Given task a
Reproduce the full 1099 reporting guide word for word.

Provided text
################

1099 reporting comes every year, and it is compulsory for all US companies to complete in order to remain compliant. Those who do not complete it in full, or complete it inaccurately, are liable for heavy fines and penalties.
Each year, the 1099 reporting season can feel longer and even more complex, with annual changes in reporting processes, procedures and IRS forms.
Staying up to date with the latest requirements and processes can be hard so here is a quick guide to the essential information to help get you started.
- What is a 1099 form?
1099 forms are tax information forms that need to be completed for the Internal Revenue Service (IRS), reporting on any non-employment income for the relevant tax year.
Examples of non-employment income include receiving interest from a bank account, dividends, freelance work as an independent contractor, or unemployment benefits.
Each type of non-employment income requires a different version of the 1099 form to specifically report that income for tax purposes.
- Who should receive 1099 forms?
It is often the Accounts Payable Teams who are responsible for distributing 1099 forms to their reportable vendors.
Broadly, 1099 forms should go to all independent contractors (non-corporations) who receive more than $600 in non-employee compensation for business-related services or miscellaneous income payments, and payees receiving over $10 in royalties, dividends, or interest.
There are some exceptions to this rule, and you can find more information here.
- There are many varieties of 1099 forms
As of 2022, there are a total of 20 versions of the 1099 form. Here is a brief overview of the two most commonly used forms.
1099-NEC: Covering ‘non-employee compensation’. This form is used by payers to report on $600 or more paid in non-employee compensation for business-related services.
1099-MISC: Covering ‘miscellaneous’ income. This form is issued for reporting on non-employment income that falls outside the other 1099 forms. For example, money received from prizes or awards.
For a full list of I099 forms, visit the IRS website.
- I099 rules
IRS 1099 reporting requirements change annually – so it’s essential that you stay up to date. There can be changes to specific 1099 forms so you will need to learn how to complete the new forms to stay compliant.
Any changes to the reporting requirements can also affect due diligence and other processes within the Accounts Payable function.

################

Records shown
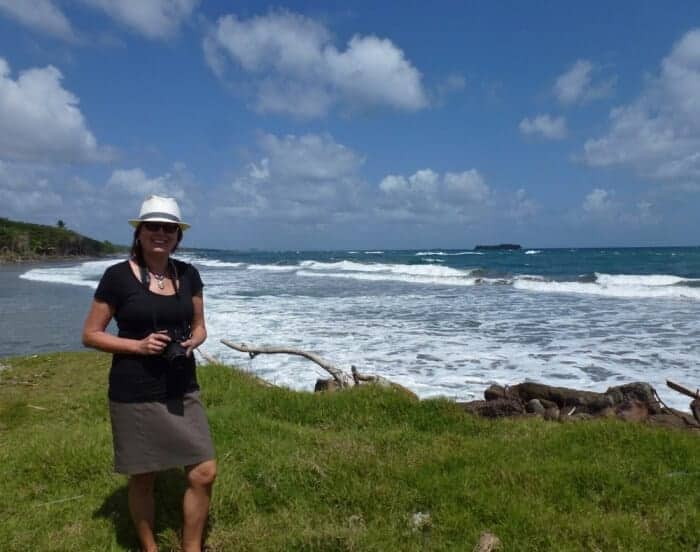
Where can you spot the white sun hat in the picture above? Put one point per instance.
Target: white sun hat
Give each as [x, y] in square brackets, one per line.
[159, 209]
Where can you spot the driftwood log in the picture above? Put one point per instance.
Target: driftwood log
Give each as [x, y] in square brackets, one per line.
[340, 379]
[695, 405]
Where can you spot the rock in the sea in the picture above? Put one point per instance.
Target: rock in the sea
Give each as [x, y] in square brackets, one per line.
[639, 391]
[495, 392]
[534, 406]
[497, 408]
[633, 411]
[586, 401]
[327, 385]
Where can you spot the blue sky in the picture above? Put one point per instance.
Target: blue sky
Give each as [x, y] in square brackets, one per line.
[333, 125]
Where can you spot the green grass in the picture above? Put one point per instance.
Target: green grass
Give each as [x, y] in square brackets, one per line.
[343, 471]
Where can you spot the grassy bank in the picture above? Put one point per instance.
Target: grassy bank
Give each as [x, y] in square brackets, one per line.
[341, 472]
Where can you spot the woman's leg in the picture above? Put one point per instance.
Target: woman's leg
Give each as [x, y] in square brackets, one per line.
[142, 508]
[195, 507]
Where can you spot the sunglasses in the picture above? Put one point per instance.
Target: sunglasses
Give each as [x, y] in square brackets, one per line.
[166, 227]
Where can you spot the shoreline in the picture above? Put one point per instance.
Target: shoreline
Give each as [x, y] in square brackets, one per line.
[14, 260]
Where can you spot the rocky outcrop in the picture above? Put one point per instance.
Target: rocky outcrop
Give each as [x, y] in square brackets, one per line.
[633, 402]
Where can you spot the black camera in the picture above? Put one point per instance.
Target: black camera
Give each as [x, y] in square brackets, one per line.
[174, 352]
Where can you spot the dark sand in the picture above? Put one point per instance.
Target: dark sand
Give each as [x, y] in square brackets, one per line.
[37, 317]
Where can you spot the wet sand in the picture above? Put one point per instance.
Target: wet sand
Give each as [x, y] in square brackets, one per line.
[38, 317]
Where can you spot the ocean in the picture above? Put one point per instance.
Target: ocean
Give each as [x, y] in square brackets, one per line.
[441, 322]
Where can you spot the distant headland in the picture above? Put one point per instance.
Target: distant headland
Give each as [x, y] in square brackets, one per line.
[498, 247]
[24, 241]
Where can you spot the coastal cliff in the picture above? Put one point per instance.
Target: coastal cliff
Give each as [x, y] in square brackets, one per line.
[23, 241]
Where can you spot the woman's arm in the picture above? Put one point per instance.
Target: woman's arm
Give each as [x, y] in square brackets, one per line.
[199, 330]
[94, 334]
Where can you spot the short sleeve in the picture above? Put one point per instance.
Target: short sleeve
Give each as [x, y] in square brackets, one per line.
[108, 289]
[196, 284]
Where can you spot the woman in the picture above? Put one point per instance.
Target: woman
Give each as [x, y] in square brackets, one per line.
[158, 421]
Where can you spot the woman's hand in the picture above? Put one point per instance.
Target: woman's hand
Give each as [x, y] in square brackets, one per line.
[191, 344]
[153, 344]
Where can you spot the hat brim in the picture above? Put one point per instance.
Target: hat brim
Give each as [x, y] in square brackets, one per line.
[135, 222]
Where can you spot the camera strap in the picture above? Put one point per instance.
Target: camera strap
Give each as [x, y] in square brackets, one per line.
[146, 282]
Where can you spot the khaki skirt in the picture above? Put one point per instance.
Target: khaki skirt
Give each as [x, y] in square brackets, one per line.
[156, 436]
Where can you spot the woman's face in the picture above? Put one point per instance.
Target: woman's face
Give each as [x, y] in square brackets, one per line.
[158, 237]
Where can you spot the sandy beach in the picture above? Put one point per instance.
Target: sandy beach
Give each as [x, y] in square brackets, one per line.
[39, 316]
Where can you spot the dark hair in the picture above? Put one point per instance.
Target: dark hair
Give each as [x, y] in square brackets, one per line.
[137, 251]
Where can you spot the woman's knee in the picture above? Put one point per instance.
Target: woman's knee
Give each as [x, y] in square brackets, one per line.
[202, 474]
[142, 482]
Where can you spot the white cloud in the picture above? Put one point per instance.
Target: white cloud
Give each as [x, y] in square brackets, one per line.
[598, 201]
[601, 207]
[553, 128]
[658, 135]
[427, 196]
[135, 183]
[41, 15]
[41, 120]
[521, 207]
[576, 85]
[26, 192]
[296, 69]
[155, 19]
[308, 178]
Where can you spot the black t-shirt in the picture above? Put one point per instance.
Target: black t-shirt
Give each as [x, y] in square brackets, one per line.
[139, 312]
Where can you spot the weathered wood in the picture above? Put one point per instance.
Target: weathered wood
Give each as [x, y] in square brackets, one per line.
[209, 358]
[488, 542]
[341, 378]
[683, 390]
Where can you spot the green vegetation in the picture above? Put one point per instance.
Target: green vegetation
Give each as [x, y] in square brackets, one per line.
[341, 471]
[23, 241]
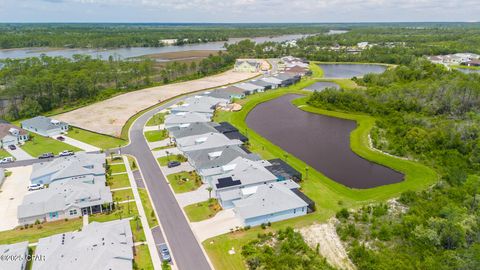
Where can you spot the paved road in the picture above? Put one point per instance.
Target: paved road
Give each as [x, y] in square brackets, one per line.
[184, 246]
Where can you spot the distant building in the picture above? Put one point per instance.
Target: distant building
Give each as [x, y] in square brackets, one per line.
[45, 126]
[14, 256]
[105, 246]
[245, 65]
[11, 135]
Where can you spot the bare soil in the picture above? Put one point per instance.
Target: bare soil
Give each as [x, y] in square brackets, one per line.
[109, 116]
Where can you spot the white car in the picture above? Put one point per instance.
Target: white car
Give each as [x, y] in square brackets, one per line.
[65, 153]
[6, 160]
[36, 187]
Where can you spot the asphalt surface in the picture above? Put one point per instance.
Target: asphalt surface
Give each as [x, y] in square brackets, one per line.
[184, 247]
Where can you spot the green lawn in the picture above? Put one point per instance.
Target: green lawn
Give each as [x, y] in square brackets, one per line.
[38, 145]
[39, 231]
[96, 139]
[118, 168]
[203, 210]
[147, 206]
[328, 195]
[156, 135]
[118, 181]
[142, 259]
[156, 120]
[123, 195]
[164, 160]
[184, 181]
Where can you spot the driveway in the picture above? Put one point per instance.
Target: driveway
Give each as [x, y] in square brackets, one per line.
[184, 167]
[11, 196]
[19, 154]
[196, 196]
[85, 146]
[220, 224]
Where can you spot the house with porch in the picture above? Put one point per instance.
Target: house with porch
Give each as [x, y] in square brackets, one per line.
[12, 135]
[45, 126]
[99, 245]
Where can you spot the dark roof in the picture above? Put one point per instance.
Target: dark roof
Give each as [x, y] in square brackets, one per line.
[281, 169]
[236, 135]
[225, 127]
[227, 182]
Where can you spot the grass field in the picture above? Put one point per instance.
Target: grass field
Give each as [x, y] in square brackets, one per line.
[38, 145]
[164, 160]
[184, 181]
[202, 210]
[147, 206]
[99, 140]
[156, 135]
[328, 195]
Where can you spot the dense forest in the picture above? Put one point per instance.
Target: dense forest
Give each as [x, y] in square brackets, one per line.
[430, 114]
[136, 35]
[36, 85]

################

Given task b
Pick out every line in the entries that contains the string "short", and copy each one.

Written response a
1099 reporting comes every year, and it is compulsory for all US companies to complete in order to remain compliant. Those who do not complete it in full, or complete it inaccurately, are liable for heavy fines and penalties.
Each year, the 1099 reporting season can feel longer and even more complex, with annual changes in reporting processes, procedures and IRS forms.
Staying up to date with the latest requirements and processes can be hard so here is a quick guide to the essential information to help get you started.
- What is a 1099 form?
1099 forms are tax information forms that need to be completed for the Internal Revenue Service (IRS), reporting on any non-employment income for the relevant tax year.
Examples of non-employment income include receiving interest from a bank account, dividends, freelance work as an independent contractor, or unemployment benefits.
Each type of non-employment income requires a different version of the 1099 form to specifically report that income for tax purposes.
- Who should receive 1099 forms?
It is often the Accounts Payable Teams who are responsible for distributing 1099 forms to their reportable vendors.
Broadly, 1099 forms should go to all independent contractors (non-corporations) who receive more than $600 in non-employee compensation for business-related services or miscellaneous income payments, and payees receiving over $10 in royalties, dividends, or interest.
There are some exceptions to this rule, and you can find more information here.
- There are many varieties of 1099 forms
As of 2022, there are a total of 20 versions of the 1099 form. Here is a brief overview of the two most commonly used forms.
1099-NEC: Covering ‘non-employee compensation’. This form is used by payers to report on $600 or more paid in non-employee compensation for business-related services.
1099-MISC: Covering ‘miscellaneous’ income. This form is issued for reporting on non-employment income that falls outside the other 1099 forms. For example, money received from prizes or awards.
For a full list of I099 forms, visit the IRS website.
- I099 rules
IRS 1099 reporting requirements change annually – so it’s essential that you stay up to date. There can be changes to specific 1099 forms so you will need to learn how to complete the new forms to stay compliant.
Any changes to the reporting requirements can also affect due diligence and other processes within the Accounts Payable function.

Written response b
Where can you spot the short sleeve in the picture above? Put one point per instance.
Target: short sleeve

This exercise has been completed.